[DATA IN THIS EXERCISE]
****************************************
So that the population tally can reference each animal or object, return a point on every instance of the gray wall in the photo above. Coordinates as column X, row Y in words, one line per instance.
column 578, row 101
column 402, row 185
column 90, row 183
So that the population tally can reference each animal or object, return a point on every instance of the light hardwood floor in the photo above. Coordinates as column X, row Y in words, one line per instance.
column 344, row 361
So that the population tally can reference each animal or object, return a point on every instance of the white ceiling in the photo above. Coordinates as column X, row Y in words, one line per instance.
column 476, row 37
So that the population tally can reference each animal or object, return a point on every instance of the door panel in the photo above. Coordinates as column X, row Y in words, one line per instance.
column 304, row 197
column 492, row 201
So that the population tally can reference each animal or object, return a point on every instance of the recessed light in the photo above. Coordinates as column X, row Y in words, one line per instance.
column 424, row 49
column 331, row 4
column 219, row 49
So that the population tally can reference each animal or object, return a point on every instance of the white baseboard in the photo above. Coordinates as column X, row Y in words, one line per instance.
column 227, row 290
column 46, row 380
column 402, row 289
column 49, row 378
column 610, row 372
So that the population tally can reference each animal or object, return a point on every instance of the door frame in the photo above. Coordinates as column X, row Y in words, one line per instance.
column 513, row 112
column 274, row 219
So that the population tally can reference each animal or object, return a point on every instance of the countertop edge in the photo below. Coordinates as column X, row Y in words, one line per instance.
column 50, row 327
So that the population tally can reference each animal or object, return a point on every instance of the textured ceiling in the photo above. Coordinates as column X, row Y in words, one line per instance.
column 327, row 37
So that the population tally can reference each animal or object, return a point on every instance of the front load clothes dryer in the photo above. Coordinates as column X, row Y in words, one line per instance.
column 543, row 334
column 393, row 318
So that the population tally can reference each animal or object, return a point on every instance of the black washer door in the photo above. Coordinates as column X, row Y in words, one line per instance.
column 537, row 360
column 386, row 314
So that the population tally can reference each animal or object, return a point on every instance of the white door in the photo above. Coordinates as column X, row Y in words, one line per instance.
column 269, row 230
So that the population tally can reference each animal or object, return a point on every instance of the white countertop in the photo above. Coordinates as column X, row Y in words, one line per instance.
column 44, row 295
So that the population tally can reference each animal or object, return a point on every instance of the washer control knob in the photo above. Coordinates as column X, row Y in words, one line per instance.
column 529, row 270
****************************************
[REQUIRED TASK] Print everything from the top of the listing down to and including the line that contains "column 90, row 183". Reproduce each line character for character.

[FINAL RESULT]
So that the population tally can reference each animal or object, return a point on every instance of the gray wall in the photo above. Coordinates as column X, row Y in words, one line per instance.
column 578, row 101
column 402, row 185
column 90, row 183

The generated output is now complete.